Among the entries below, find all lines that include "record" and copy them.

* Data extracts:
○ ○ ○ ○ ○
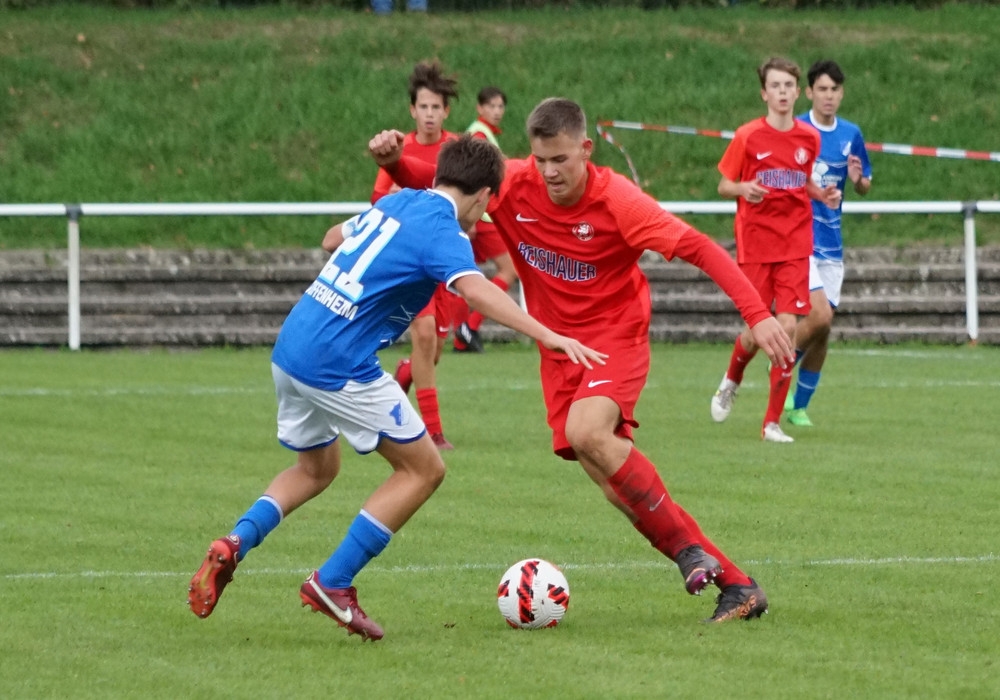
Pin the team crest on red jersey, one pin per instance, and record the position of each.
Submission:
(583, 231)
○ ○ ○ ○ ○
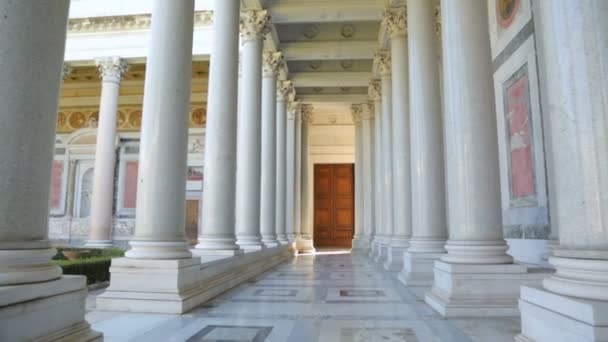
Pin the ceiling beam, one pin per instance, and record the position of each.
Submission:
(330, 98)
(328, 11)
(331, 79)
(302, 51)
○ ○ ○ ○ ○
* Problem solution:
Pin the team crest on red jersey, one pin per instance, and record the position of each.
Pin the ceiling beam, one pin per instance, and record the position of each.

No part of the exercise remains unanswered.